** Action item **
Out of the listing below, copy every line that carries the string "edge".

** Given records **
- - - - - - -
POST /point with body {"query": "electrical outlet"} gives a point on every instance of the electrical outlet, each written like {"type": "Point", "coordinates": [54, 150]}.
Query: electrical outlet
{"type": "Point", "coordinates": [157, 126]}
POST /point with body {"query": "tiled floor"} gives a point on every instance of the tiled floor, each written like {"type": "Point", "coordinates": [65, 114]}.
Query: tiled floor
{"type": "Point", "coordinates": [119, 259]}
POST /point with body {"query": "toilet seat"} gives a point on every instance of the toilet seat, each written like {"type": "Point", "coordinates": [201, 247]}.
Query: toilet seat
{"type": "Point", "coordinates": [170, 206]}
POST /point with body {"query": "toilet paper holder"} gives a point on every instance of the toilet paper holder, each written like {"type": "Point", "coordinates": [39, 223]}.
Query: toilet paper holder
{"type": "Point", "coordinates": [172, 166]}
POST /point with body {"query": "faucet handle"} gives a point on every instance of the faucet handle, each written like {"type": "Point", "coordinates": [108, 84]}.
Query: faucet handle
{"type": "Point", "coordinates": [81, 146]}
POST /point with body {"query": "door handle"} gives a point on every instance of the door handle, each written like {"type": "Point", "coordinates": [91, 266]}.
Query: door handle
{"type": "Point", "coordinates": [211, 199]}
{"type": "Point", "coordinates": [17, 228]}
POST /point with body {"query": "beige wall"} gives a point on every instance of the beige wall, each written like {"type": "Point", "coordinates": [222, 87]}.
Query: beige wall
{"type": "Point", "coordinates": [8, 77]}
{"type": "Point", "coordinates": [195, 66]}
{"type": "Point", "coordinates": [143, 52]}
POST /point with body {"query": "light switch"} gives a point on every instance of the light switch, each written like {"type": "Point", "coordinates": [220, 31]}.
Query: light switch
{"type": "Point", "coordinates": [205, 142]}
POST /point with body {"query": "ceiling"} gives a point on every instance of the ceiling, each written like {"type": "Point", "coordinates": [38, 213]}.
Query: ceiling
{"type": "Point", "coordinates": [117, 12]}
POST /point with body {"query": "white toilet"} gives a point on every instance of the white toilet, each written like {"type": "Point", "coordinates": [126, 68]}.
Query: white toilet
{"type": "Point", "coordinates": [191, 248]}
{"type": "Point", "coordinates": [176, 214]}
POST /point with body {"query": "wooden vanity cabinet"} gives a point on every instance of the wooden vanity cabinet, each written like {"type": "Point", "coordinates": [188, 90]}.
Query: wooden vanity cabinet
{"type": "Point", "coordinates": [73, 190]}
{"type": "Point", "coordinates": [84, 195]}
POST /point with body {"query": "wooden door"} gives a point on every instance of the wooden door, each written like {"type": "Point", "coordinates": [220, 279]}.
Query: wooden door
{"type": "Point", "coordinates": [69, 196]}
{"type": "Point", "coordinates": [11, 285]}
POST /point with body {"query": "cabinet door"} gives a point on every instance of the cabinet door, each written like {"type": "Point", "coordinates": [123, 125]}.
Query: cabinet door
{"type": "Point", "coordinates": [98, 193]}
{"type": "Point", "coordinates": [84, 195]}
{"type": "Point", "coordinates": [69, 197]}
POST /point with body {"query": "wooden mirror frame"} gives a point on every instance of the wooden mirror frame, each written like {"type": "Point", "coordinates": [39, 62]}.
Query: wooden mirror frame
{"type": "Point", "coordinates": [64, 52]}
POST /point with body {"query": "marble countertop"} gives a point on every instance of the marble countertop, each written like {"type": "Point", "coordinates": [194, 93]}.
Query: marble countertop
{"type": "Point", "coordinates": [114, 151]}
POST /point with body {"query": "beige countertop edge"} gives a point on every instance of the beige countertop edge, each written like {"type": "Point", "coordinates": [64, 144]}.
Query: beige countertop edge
- - - - - - -
** Answer section **
POST /point with body {"query": "beige countertop edge"} gives a point on every instance of the beige countertop edge, each written like {"type": "Point", "coordinates": [64, 144]}.
Query: beige countertop edge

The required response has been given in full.